### Work required
Quote every entry word for word.

### Record set

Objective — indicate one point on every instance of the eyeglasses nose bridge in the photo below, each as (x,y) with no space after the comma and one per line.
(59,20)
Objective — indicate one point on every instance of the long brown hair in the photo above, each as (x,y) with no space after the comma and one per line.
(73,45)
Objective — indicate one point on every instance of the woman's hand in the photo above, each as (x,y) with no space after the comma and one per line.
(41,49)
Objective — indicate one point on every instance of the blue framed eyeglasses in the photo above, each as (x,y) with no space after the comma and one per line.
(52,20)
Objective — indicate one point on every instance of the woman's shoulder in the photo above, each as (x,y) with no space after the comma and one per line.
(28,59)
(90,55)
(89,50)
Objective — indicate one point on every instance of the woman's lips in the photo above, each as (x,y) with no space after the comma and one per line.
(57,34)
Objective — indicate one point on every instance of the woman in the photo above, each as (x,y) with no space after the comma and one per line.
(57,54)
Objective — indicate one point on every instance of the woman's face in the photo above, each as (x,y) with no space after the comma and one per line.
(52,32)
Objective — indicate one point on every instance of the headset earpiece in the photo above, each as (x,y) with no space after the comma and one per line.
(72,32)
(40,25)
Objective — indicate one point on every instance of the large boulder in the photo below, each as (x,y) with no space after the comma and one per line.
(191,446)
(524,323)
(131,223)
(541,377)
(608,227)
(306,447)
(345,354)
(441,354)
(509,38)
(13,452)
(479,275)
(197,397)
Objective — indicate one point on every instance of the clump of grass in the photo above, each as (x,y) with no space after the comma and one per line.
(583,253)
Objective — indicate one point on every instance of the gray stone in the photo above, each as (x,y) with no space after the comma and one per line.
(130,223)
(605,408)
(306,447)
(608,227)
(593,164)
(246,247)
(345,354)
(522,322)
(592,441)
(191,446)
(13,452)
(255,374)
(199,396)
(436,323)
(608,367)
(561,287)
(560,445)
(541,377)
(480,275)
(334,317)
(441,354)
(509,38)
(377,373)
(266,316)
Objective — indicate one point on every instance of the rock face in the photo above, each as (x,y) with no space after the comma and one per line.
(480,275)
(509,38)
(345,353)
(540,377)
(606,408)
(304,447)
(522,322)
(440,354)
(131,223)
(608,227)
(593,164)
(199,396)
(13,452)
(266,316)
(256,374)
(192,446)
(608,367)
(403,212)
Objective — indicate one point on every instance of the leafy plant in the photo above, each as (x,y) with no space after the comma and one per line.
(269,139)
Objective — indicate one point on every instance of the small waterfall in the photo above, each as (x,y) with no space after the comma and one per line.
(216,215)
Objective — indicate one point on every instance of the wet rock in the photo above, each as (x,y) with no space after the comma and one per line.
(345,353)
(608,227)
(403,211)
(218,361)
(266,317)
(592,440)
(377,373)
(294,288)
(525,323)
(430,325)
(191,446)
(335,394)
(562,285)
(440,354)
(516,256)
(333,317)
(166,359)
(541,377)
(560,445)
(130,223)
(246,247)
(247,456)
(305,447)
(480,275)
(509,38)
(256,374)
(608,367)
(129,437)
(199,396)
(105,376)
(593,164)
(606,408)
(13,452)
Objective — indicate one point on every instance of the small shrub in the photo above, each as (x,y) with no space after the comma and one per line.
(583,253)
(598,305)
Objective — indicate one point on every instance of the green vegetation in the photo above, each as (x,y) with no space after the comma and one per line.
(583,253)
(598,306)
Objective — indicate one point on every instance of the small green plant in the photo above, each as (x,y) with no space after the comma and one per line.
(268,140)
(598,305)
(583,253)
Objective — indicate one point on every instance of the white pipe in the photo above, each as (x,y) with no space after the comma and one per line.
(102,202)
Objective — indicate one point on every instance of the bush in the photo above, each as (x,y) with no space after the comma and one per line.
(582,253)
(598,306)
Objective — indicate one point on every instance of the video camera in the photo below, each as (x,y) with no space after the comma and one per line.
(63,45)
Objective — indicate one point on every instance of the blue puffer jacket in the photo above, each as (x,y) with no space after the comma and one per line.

### Answer section
Objective — indicate one point on every instance of the eyeglasses nose bridge in the photo below, each as (x,y) with no space after the comma and one per line.
(59,20)
Objective — indicate one point on every instance of the long brown hair in the photo above, each as (x,y) with no space after the comma and one per line.
(73,45)
Objective — indicate one point on every instance of the woman's hand in the photo above, each as (x,y) with no space after the comma and one per line.
(41,49)
Objective — indicate one point on every instance of the blue framed eyeglasses in the photo above, each as (x,y) with no space after the comma and one per line.
(52,20)
Objective — indicate one point on every instance of the woman's shoulder in the photo above, each as (x,y) with no space after the comma and one per line.
(28,59)
(90,55)
(89,50)
Objective — indicate one point on every instance of the woman's lips in the photo above, each as (x,y) with no space after the comma and one per line.
(57,34)
Objective — indicate one point on every instance of the woman in the photo above, each as (x,y) with no space after the comma and one per line.
(57,54)
Objective — indicate one point on every instance of the woman's face in the photo above, each as (x,y) with no space after the comma and one per line.
(52,32)
Objective — indicate one point on every instance of the headset earpiece in the photo above, each as (x,y) with no space after the comma and one per line.
(72,32)
(40,25)
Objective — indicate one point on every instance of the large boulder in the photo below, each as (x,y) with no space after the comma and one per line.
(191,446)
(524,323)
(131,223)
(541,377)
(608,227)
(306,447)
(345,354)
(441,354)
(509,38)
(13,452)
(479,275)
(197,397)
Objective — indicate one point on every instance of the clump of grass in the photo above, each as (x,y) with no space after the comma and one per line.
(583,253)
Objective — indicate one point on every instance of the gray stone in the photo above, each as (x,y) with no space after the comma and one per line.
(130,223)
(605,408)
(306,447)
(608,227)
(593,164)
(246,247)
(345,354)
(522,322)
(592,441)
(191,446)
(13,452)
(255,374)
(199,396)
(436,323)
(608,367)
(561,287)
(560,445)
(541,377)
(480,275)
(334,317)
(441,354)
(509,38)
(377,373)
(266,316)
Objective — indicate one point on every instance of the rock face in the photo above, each as (x,y) with no space after the comma and one per line.
(480,275)
(509,38)
(345,353)
(540,377)
(606,408)
(304,447)
(522,322)
(440,354)
(131,223)
(608,227)
(593,164)
(199,396)
(13,452)
(266,316)
(256,374)
(192,446)
(608,367)
(403,212)
Objective — indicate one point on every instance of the leafy plant in the photo above, each as (x,y) with no space after the comma and one per line.
(269,139)
Objective — indicate one point on every instance of the small waterfall in the photo above, each as (x,y) with no space after the comma and one per line.
(216,215)
Objective — indicate one point on every instance of the wet rock in the photo above, each as (x,y) with no space after the comma and one per line.
(345,353)
(608,227)
(403,211)
(218,361)
(266,317)
(592,440)
(377,373)
(294,288)
(525,323)
(430,325)
(191,446)
(335,394)
(562,285)
(440,354)
(516,256)
(333,317)
(166,359)
(541,377)
(560,445)
(130,223)
(246,247)
(247,456)
(305,447)
(480,275)
(509,38)
(256,374)
(608,367)
(129,437)
(199,396)
(105,376)
(593,164)
(606,408)
(13,452)
Objective — indicate one point on every instance of the small shrub in the photo above, each as (x,y) with no space after the comma and one per line.
(583,253)
(598,305)
Objective — indicate one point on every instance of the green vegetation in the photo above, each as (x,y) with no space after the comma and one per line.
(583,253)
(598,306)
Objective — indicate one point on every instance of the small green plant in the photo above, each as (x,y) with no space after the comma and one per line.
(268,140)
(598,305)
(583,253)
Objective — indicate one point on every instance of the white pipe in the photo above, each as (x,y) with no space after the comma and one per line.
(102,202)
Objective — indicate one point on every instance of the bush in the photo above, each as (x,y) with no space after the comma and one per line.
(582,253)
(598,306)
Objective — indicate one point on every instance of the video camera in the photo below, each as (x,y) with no space after the comma and one per line.
(63,45)
Objective — indicate one point on every instance of the blue puffer jacket in the photo above, each as (x,y) with no space after the comma and one per line.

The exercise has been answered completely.